* _THE TASK_: Rewrite every line of the items below as a numbered list, skipping blank lines and leaving out the pictures.

━━━━━━━━

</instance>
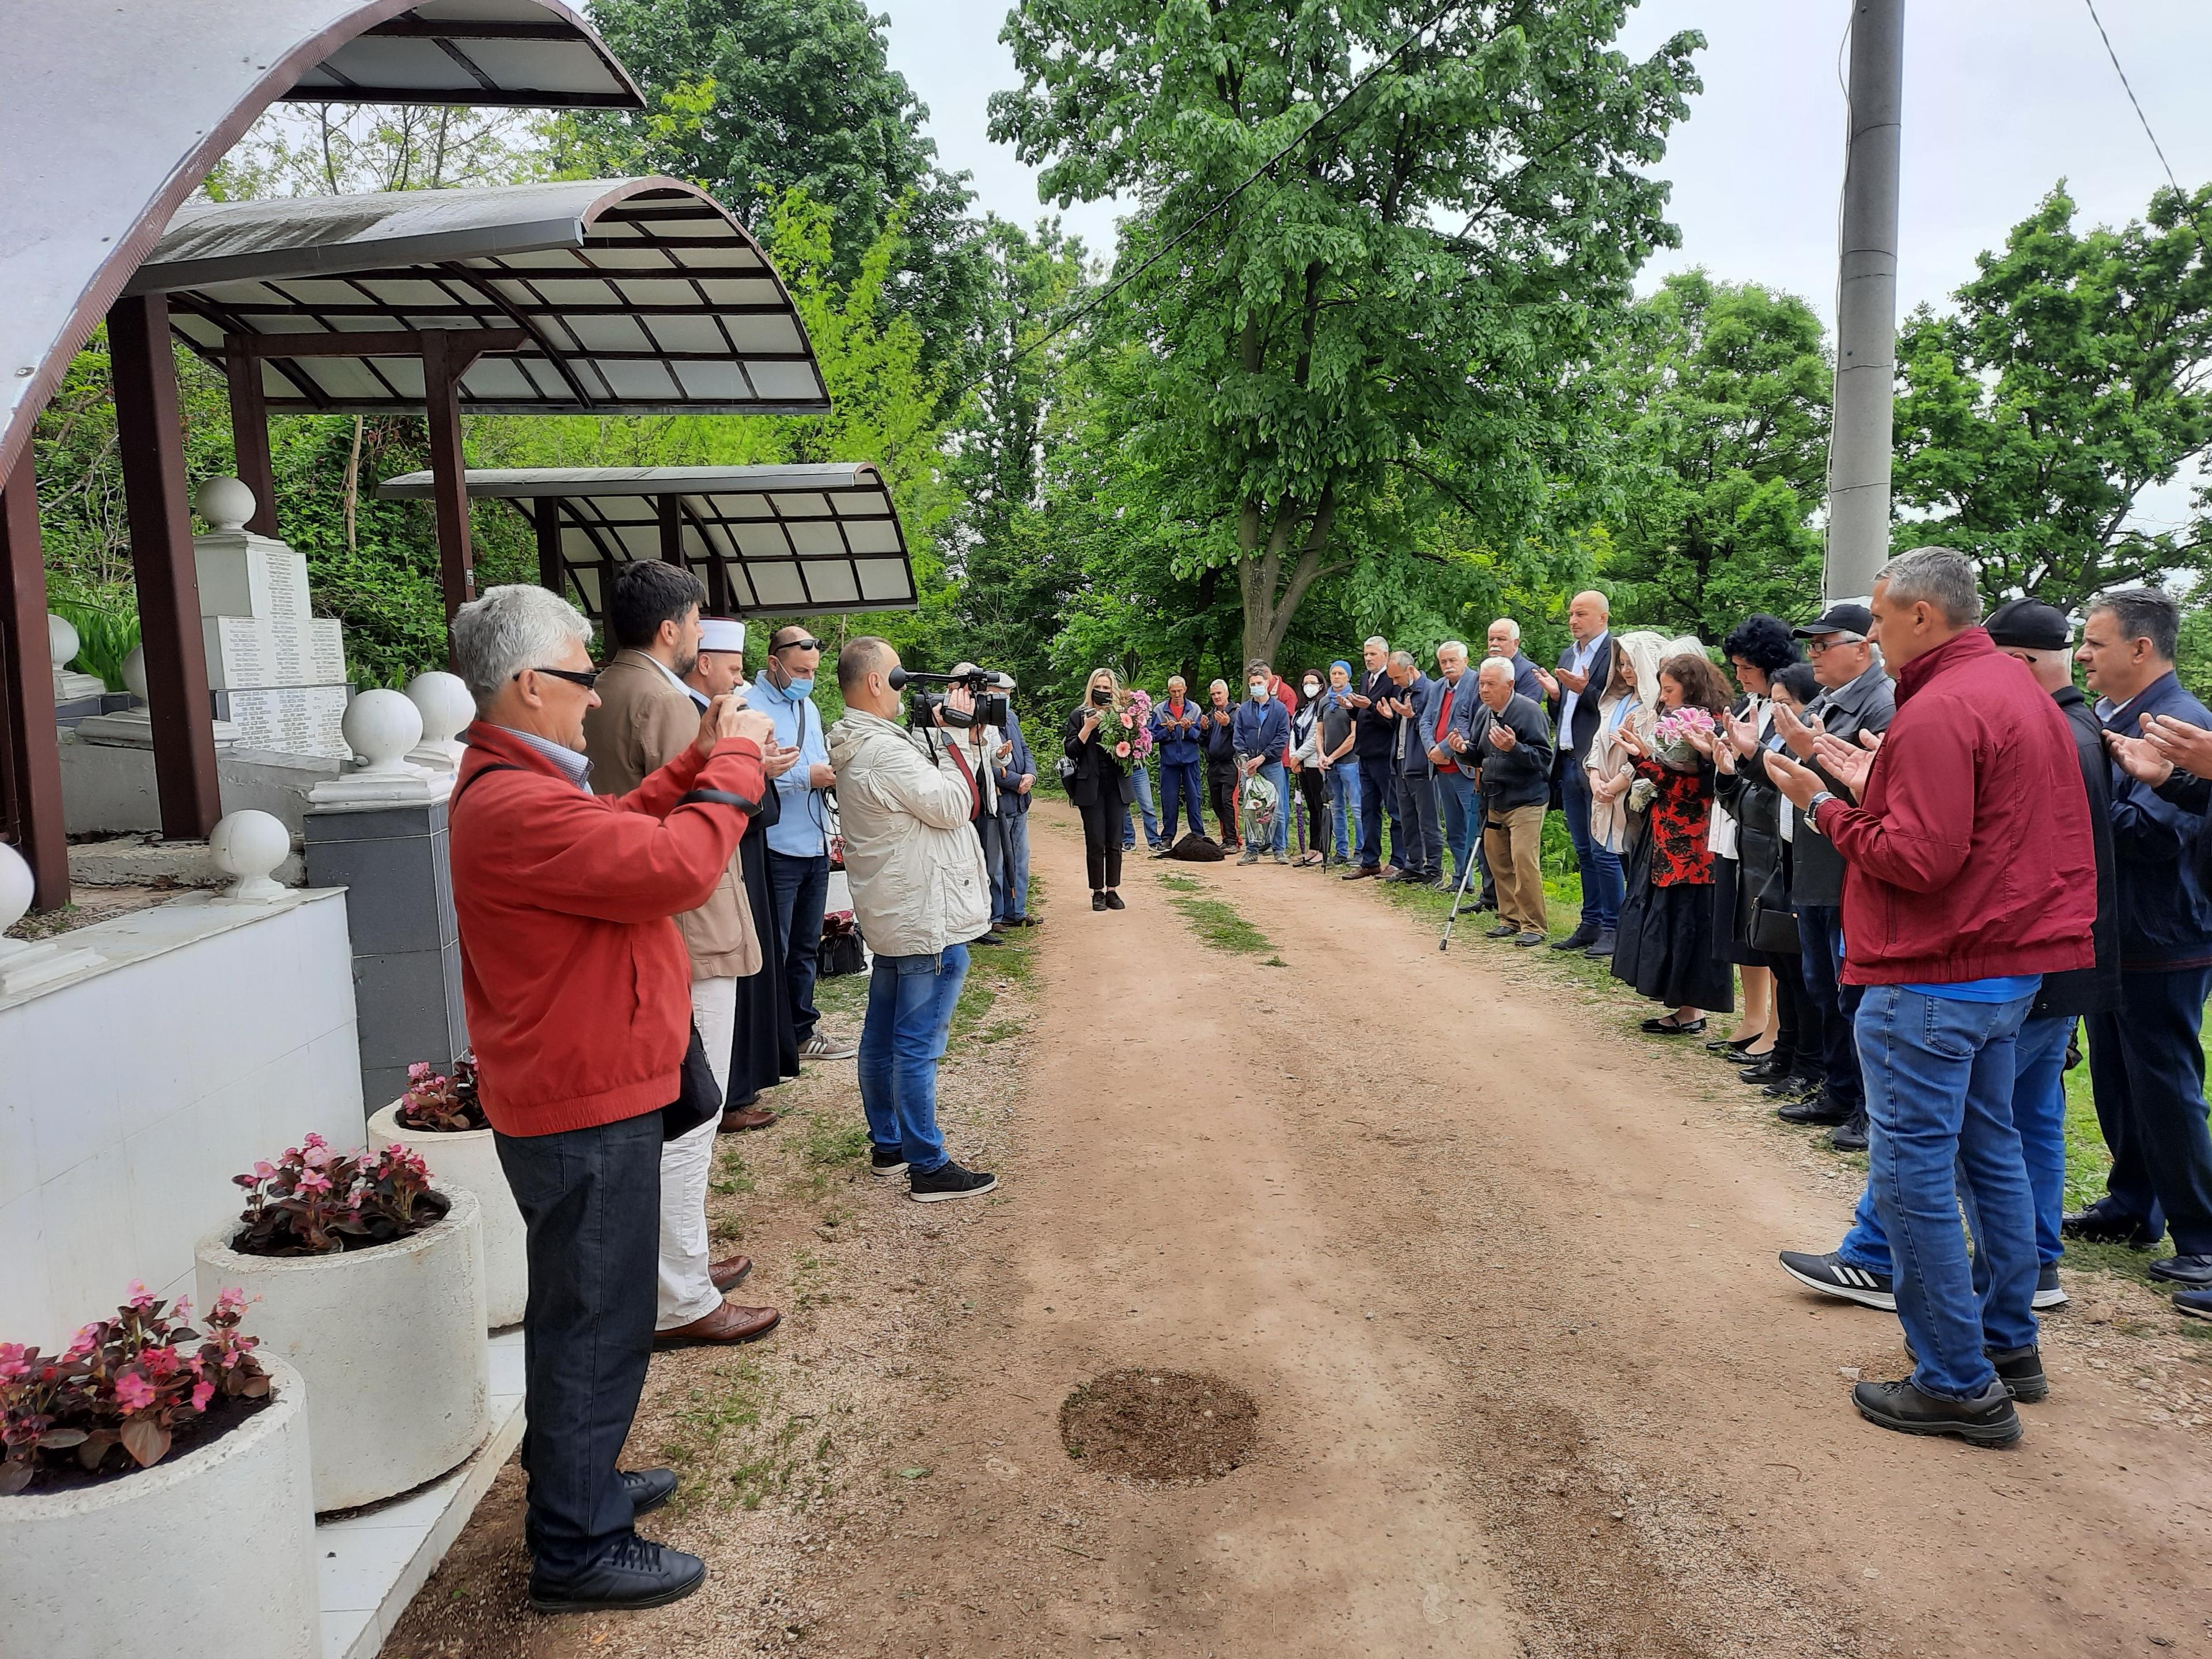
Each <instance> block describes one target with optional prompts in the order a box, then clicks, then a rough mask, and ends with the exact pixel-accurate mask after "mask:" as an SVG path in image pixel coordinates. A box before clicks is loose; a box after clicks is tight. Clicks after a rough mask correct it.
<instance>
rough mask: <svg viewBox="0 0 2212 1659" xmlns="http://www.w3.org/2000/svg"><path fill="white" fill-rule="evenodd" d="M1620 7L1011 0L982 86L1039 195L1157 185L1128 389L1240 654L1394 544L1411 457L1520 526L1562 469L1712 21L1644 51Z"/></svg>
mask: <svg viewBox="0 0 2212 1659" xmlns="http://www.w3.org/2000/svg"><path fill="white" fill-rule="evenodd" d="M1624 18H1626V0H1568V2H1566V4H1548V7H1535V4H1522V7H1482V9H1460V11H1444V13H1442V15H1431V18H1429V20H1427V24H1433V27H1427V24H1425V20H1422V13H1420V11H1416V9H1413V7H1407V4H1394V2H1391V0H1365V2H1363V4H1352V7H1340V9H1314V7H1305V4H1292V2H1290V0H1219V2H1217V4H1192V2H1190V0H1177V2H1175V4H1168V7H1159V4H1155V2H1152V0H1064V2H1055V4H1042V0H1037V2H1026V4H1022V7H1018V9H1015V11H1013V13H1011V15H1009V20H1006V29H1004V33H1002V40H1006V44H1009V46H1011V49H1013V55H1015V64H1018V66H1020V71H1022V77H1024V86H1022V91H1018V93H1000V95H995V97H993V102H991V115H993V119H991V131H993V137H998V139H1004V142H1013V144H1015V148H1018V153H1020V155H1022V159H1024V161H1031V164H1040V166H1042V177H1040V188H1042V190H1044V192H1046V195H1048V197H1055V199H1060V201H1071V199H1097V197H1104V195H1113V192H1124V195H1133V197H1137V199H1141V201H1146V204H1148V212H1146V215H1141V217H1139V219H1135V221H1130V223H1128V226H1126V228H1124V243H1121V261H1124V265H1126V268H1130V270H1135V268H1139V265H1141V263H1144V261H1148V259H1155V257H1161V268H1159V270H1157V272H1148V274H1146V276H1144V279H1137V281H1135V283H1133V285H1130V290H1126V294H1124V296H1121V305H1124V310H1126V314H1128V316H1130V338H1139V341H1144V345H1146V347H1148V363H1146V380H1148V385H1146V387H1144V392H1141V396H1135V398H1130V400H1128V409H1126V414H1128V418H1130V420H1133V422H1141V425H1137V427H1133V438H1135V445H1137V447H1141V449H1148V451H1150V476H1152V478H1155V480H1157V484H1159V489H1161V495H1159V500H1157V502H1155V507H1152V511H1155V513H1157V515H1161V518H1164V522H1172V524H1177V526H1179V535H1177V542H1179V553H1177V560H1179V564H1181V566H1183V573H1186V575H1192V573H1194V571H1197V568H1201V566H1223V568H1230V571H1234V577H1237V591H1239V602H1241V615H1243V628H1241V646H1243V653H1248V655H1263V657H1274V655H1276V653H1279V648H1281V646H1283V644H1285V639H1287V637H1290V630H1292V622H1294V617H1296V615H1298V606H1301V604H1303V602H1305V597H1307V593H1310V591H1312V588H1314V586H1316V584H1318V582H1325V580H1327V577H1332V575H1338V573H1349V571H1354V566H1356V564H1358V562H1360V560H1363V557H1374V555H1376V553H1389V551H1391V549H1389V546H1387V544H1383V542H1378V540H1374V538H1380V535H1385V533H1387V531H1389V520H1391V515H1394V509H1391V495H1394V493H1400V491H1402V495H1405V500H1411V498H1413V487H1411V484H1409V482H1407V480H1405V478H1402V476H1405V473H1409V476H1411V478H1413V480H1420V482H1422V484H1427V487H1429V489H1438V491H1444V493H1447V495H1449V500H1451V502H1453V507H1455V509H1458V511H1460V513H1462V515H1467V520H1469V524H1471V526H1473V531H1475V535H1478V538H1482V540H1484V542H1486V544H1491V546H1511V544H1517V542H1520V540H1522V538H1524V535H1526V533H1528V531H1531V526H1533V524H1535V522H1537V520H1540V518H1542V515H1544V509H1546V504H1548V500H1551V493H1553V484H1551V478H1553V476H1555V473H1559V471H1571V469H1573V467H1575V436H1577V431H1579V429H1582V422H1584V418H1586V414H1588V405H1586V400H1584V394H1579V392H1577V387H1573V385H1571V380H1573V367H1575V365H1577V363H1582V361H1584V358H1586V356H1588V352H1590V345H1593V336H1595V327H1597V325H1599V323H1601V321H1604V319H1606V316H1608V314H1610V312H1613V310H1615V307H1619V305H1624V303H1626V299H1628V292H1630V279H1632V276H1635V270H1637V268H1639V265H1641V263H1644V259H1646V257H1648V254H1650V252H1652V250H1655V248H1659V246H1670V243H1672V241H1674V232H1672V228H1670V226H1668V223H1666V221H1663V219H1661V208H1663V201H1666V186H1663V184H1659V181H1657V179H1650V177H1646V173H1644V170H1641V168H1646V166H1650V164H1655V161H1657V159H1659V157H1661V153H1663V139H1666V133H1668V128H1670V126H1672V122H1677V119H1681V117H1683V113H1686V95H1688V93H1690V91H1694V88H1697V80H1694V75H1692V71H1690V53H1692V49H1694V46H1697V44H1701V42H1699V35H1694V33H1683V35H1677V38H1674V40H1670V42H1668V44H1666V46H1663V49H1661V51H1659V53H1655V55H1652V58H1650V60H1646V62H1641V64H1639V62H1630V60H1628V58H1624V55H1621V53H1617V51H1613V46H1610V42H1613V38H1615V35H1617V31H1619V27H1621V22H1624ZM1416 33H1418V40H1416V42H1413V44H1402V42H1407V38H1409V35H1416ZM1367 75H1371V77H1369V80H1367V84H1365V86H1360V88H1356V91H1354V82H1358V80H1363V77H1367ZM1325 111H1327V113H1325ZM1276 153H1283V159H1281V161H1279V164H1276V166H1274V168H1272V173H1270V175H1267V177H1265V179H1261V181H1259V184H1254V186H1252V188H1248V190H1243V192H1241V195H1237V197H1234V199H1232V201H1230V199H1228V197H1230V190H1232V188H1234V186H1237V184H1239V181H1243V179H1245V177H1248V175H1252V173H1254V170H1256V168H1261V166H1263V164H1267V161H1270V157H1274V155H1276ZM1225 201H1228V206H1223V204H1225ZM1440 226H1458V228H1455V230H1449V232H1447V230H1440ZM1177 239H1181V241H1177ZM1170 246H1172V252H1170ZM1396 551H1407V549H1402V546H1400V549H1396Z"/></svg>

━━━━━━━━

* _RESPONSE TO THIS EXERCISE_:
1. </instance>
2. Each <instance> block describes one target with optional prompts in the order a box, then clicks, then a rough mask, and ends with the exact pixel-accurate mask after "mask:" as an SVG path in image pixel coordinates. A box before clicks is loose; a box after clicks is tight. Clicks after a rough mask correct it.
3. <instance>
4. rough mask: <svg viewBox="0 0 2212 1659" xmlns="http://www.w3.org/2000/svg"><path fill="white" fill-rule="evenodd" d="M1620 7L1011 0L982 86L1039 195L1157 185L1128 389L1240 654L1394 544L1411 457L1520 526L1562 469L1712 21L1644 51Z"/></svg>
5. mask: <svg viewBox="0 0 2212 1659" xmlns="http://www.w3.org/2000/svg"><path fill="white" fill-rule="evenodd" d="M1624 18H1626V0H1568V2H1566V4H1548V7H1535V4H1522V7H1482V9H1460V11H1444V13H1442V15H1431V18H1429V20H1427V24H1433V27H1427V24H1425V20H1422V13H1420V11H1416V9H1413V7H1407V4H1394V2H1391V0H1365V2H1363V4H1352V7H1340V9H1314V7H1305V4H1292V2H1290V0H1219V2H1217V4H1192V2H1190V0H1177V2H1175V4H1168V7H1159V4H1155V2H1152V0H1064V2H1055V4H1042V0H1037V2H1026V4H1022V7H1018V9H1015V11H1013V13H1011V15H1009V20H1006V29H1004V33H1002V40H1006V44H1009V46H1011V49H1013V55H1015V64H1018V66H1020V71H1022V77H1024V86H1022V91H1018V93H1000V95H995V97H993V102H991V115H993V119H991V131H993V137H998V139H1004V142H1013V144H1015V148H1018V153H1020V155H1022V159H1024V161H1031V164H1040V166H1042V177H1040V188H1042V190H1044V192H1046V195H1048V197H1055V199H1060V201H1071V199H1097V197H1104V195H1113V192H1124V195H1133V197H1137V199H1141V201H1146V204H1148V212H1146V215H1141V217H1139V219H1135V221H1130V223H1128V226H1126V228H1124V243H1121V261H1124V265H1126V268H1130V270H1135V268H1139V265H1141V263H1144V261H1148V259H1155V257H1161V268H1159V270H1157V272H1148V274H1146V276H1144V279H1137V281H1135V283H1133V285H1130V290H1126V294H1124V296H1121V305H1124V310H1126V314H1128V316H1130V338H1139V341H1144V345H1146V347H1148V363H1146V380H1148V385H1146V387H1144V392H1141V396H1135V398H1130V400H1128V409H1126V414H1128V418H1130V420H1133V422H1141V425H1137V427H1133V438H1135V445H1137V447H1141V449H1148V451H1150V476H1152V478H1155V480H1157V484H1159V489H1161V495H1159V500H1157V502H1155V507H1152V511H1155V513H1157V515H1161V518H1164V522H1172V524H1177V526H1179V535H1177V542H1179V553H1177V560H1179V564H1181V566H1183V573H1186V575H1192V573H1194V571H1197V568H1201V566H1223V568H1230V571H1234V577H1237V591H1239V602H1241V615H1243V628H1241V646H1243V653H1248V655H1263V657H1274V655H1276V653H1279V648H1281V646H1283V644H1285V639H1287V637H1290V630H1292V622H1294V617H1296V615H1298V606H1301V604H1303V602H1305V597H1307V593H1310V591H1312V588H1314V586H1316V584H1318V582H1325V580H1327V577H1332V575H1338V573H1349V571H1354V566H1356V564H1358V562H1360V560H1363V557H1374V555H1376V553H1389V551H1391V549H1389V546H1387V544H1383V542H1378V540H1374V538H1380V535H1385V533H1387V531H1389V520H1391V515H1394V509H1391V495H1394V493H1400V491H1402V495H1405V500H1411V498H1413V487H1411V484H1409V482H1407V480H1405V478H1402V476H1405V473H1409V476H1411V478H1413V480H1420V482H1422V484H1427V487H1429V489H1438V491H1444V493H1447V495H1449V500H1451V502H1453V507H1455V509H1458V511H1460V513H1462V515H1467V520H1469V524H1471V526H1473V531H1475V535H1478V538H1482V540H1484V542H1486V544H1491V546H1511V544H1517V542H1520V540H1522V538H1524V535H1526V533H1528V531H1531V526H1533V524H1535V522H1537V520H1540V518H1542V515H1544V509H1546V504H1548V500H1551V493H1553V484H1551V478H1553V476H1555V473H1559V471H1571V469H1573V467H1575V436H1577V431H1579V429H1582V422H1584V418H1586V414H1588V405H1586V400H1584V394H1579V392H1577V387H1573V385H1571V380H1573V367H1575V365H1577V363H1582V361H1584V358H1586V356H1588V352H1590V345H1593V336H1595V327H1597V325H1599V323H1601V321H1604V319H1606V316H1608V314H1610V312H1613V310H1615V307H1619V305H1624V303H1626V299H1628V292H1630V279H1632V276H1635V270H1637V268H1639V265H1641V263H1644V259H1646V257H1648V254H1650V252H1652V250H1655V248H1659V246H1670V243H1672V241H1674V232H1672V228H1670V226H1668V223H1666V221H1663V219H1661V208H1663V201H1666V186H1663V184H1659V181H1657V179H1650V177H1646V173H1644V170H1641V168H1646V166H1650V164H1655V161H1657V159H1659V157H1661V153H1663V139H1666V133H1668V128H1670V126H1672V122H1677V119H1681V117H1683V113H1686V95H1688V93H1690V91H1694V88H1697V80H1694V75H1692V71H1690V53H1692V49H1694V46H1697V44H1701V42H1699V35H1694V33H1683V35H1677V38H1674V40H1670V42H1668V44H1666V46H1663V49H1661V51H1659V53H1655V55H1652V58H1650V60H1646V62H1641V64H1639V62H1630V60H1628V58H1624V55H1621V53H1617V51H1613V46H1610V42H1613V38H1615V35H1617V31H1619V27H1621V22H1624ZM1416 33H1418V40H1416V42H1413V44H1402V42H1407V38H1409V35H1416ZM1367 75H1371V77H1369V80H1367V84H1365V86H1360V88H1356V91H1354V82H1358V80H1363V77H1367ZM1325 111H1327V113H1325ZM1276 153H1283V159H1281V161H1279V164H1276V166H1274V168H1272V173H1270V175H1267V177H1265V179H1261V181H1259V184H1254V186H1252V188H1248V190H1243V192H1241V195H1237V197H1234V199H1232V201H1230V199H1228V197H1230V190H1232V188H1234V186H1237V184H1239V181H1243V179H1245V177H1248V175H1252V173H1254V170H1256V168H1261V166H1263V164H1267V161H1270V157H1274V155H1276ZM1225 201H1228V206H1223V204H1225ZM1440 226H1458V228H1455V230H1449V232H1447V230H1440ZM1177 239H1181V241H1177ZM1170 246H1172V252H1170ZM1396 551H1407V549H1402V546H1400V549H1396Z"/></svg>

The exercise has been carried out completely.